Read the listing and extract each line that includes the word "give".

*** Block opens ***

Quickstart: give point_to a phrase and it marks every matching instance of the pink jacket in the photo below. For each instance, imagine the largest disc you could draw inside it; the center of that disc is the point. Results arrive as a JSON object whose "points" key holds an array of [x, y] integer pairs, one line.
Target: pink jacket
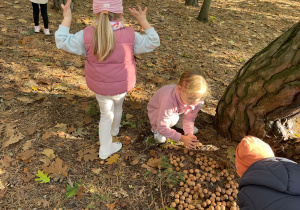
{"points": [[117, 74], [167, 102]]}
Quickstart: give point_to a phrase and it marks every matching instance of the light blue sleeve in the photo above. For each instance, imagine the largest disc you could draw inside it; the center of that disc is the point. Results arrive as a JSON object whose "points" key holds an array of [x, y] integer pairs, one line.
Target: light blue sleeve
{"points": [[146, 43], [73, 43]]}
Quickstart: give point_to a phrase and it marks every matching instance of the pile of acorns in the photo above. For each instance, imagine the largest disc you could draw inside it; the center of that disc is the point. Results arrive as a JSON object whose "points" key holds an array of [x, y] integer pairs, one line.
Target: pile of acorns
{"points": [[206, 186]]}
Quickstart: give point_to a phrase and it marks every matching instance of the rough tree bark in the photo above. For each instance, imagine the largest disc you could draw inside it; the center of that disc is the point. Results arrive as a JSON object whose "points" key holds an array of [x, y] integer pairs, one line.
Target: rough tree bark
{"points": [[264, 97], [193, 3], [57, 3], [203, 14]]}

*** Block closes ***

▸ TASK RESULT:
Quickstart: give point_to a phrase and it marks every matching instance of the pink jacket in the photo below. For each instance, imagine the largest disc you could draw inside it; the center of that disc is the point. Results arrive as a JSON object whose "points" key holds an array of [x, y] integer pairs, one line.
Quickstart: give point_to a phrase and it marks every matching instance of the light blue sleeve in the photo above. For each instance, imagine the largest disc you could draw inside it; the center of that disc is the point. Results arrive as a JSON object whose "points" key holds an array of [x, y] integer pairs, one line.
Quickstart: give point_to a phrase and it marks every matching instance of the pile of acorns in the photo above. For each instance, imagine the largest disc you could draw inside it; the center of that disc is the point. Results arrive as a JSON object whose "points" key holds an array of [x, y] integer pairs, one line.
Quickstart: give point_to a phrase and it marks every matching instance of the rough tree bark in the photo above. For each instance, imagine the largest disc you could draw inside it; the center of that disc is the point. Results arrive as a JSON object whose "points" key holds an array of [x, y] integer pairs, one line.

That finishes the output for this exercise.